DIRECTIONS
Reproduce the lines of every item below verbatim, with the pictures left out of your answer.

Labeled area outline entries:
■ ■ ■ ■ ■ ■ ■

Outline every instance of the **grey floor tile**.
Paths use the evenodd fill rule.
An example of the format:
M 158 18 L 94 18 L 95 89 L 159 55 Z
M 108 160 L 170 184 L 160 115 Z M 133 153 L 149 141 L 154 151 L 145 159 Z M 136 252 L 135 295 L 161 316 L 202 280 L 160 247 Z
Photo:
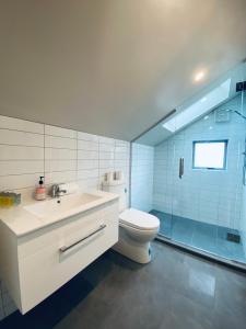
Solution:
M 139 265 L 109 251 L 54 296 L 2 329 L 245 328 L 246 274 L 152 243 Z
M 246 263 L 243 245 L 229 241 L 227 232 L 238 230 L 152 211 L 160 218 L 160 234 L 215 256 Z

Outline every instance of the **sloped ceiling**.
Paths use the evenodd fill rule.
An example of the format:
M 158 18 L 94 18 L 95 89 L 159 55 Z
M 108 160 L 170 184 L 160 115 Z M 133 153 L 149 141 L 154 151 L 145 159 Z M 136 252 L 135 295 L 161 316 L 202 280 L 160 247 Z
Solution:
M 245 18 L 245 0 L 0 0 L 0 114 L 131 140 L 246 57 Z

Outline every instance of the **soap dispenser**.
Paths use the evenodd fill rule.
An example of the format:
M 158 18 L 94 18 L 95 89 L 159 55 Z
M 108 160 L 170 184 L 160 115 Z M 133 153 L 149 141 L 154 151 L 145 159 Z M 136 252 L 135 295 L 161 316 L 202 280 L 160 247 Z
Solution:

■ ■ ■ ■ ■ ■ ■

TASK OUTPUT
Outline every instance of the **grey floor tile**.
Paths use the evenodd fill rule.
An example of the format:
M 158 18 L 94 18 L 95 89 L 159 55 Z
M 108 160 L 170 184 L 160 115 Z M 133 153 L 149 141 L 154 151 L 145 159 Z M 136 252 L 135 295 L 161 316 L 202 280 L 160 247 Z
Photo:
Solution:
M 139 265 L 109 251 L 54 296 L 2 329 L 245 328 L 246 274 L 152 243 Z
M 246 263 L 243 245 L 229 241 L 227 232 L 238 230 L 152 211 L 160 218 L 160 234 L 215 256 Z

Outline every instance of the **sloped ceiling**.
Paths use the evenodd fill rule.
An example of the format:
M 158 18 L 94 18 L 95 89 L 159 55 Z
M 108 160 L 170 184 L 160 115 Z M 133 153 L 149 141 L 154 151 L 145 159 Z M 136 252 L 135 295 L 161 316 L 202 280 L 160 247 Z
Solution:
M 245 18 L 245 0 L 0 0 L 0 114 L 131 140 L 246 57 Z

Outline every instance of the **soap dispenser**.
Paths use the evenodd fill rule.
An example of the format:
M 158 18 L 94 18 L 95 89 L 159 55 Z
M 108 160 L 170 184 L 160 115 Z M 133 153 L 149 141 L 154 151 L 145 159 Z M 136 252 L 135 295 L 161 316 L 202 280 L 160 247 Z
Solution:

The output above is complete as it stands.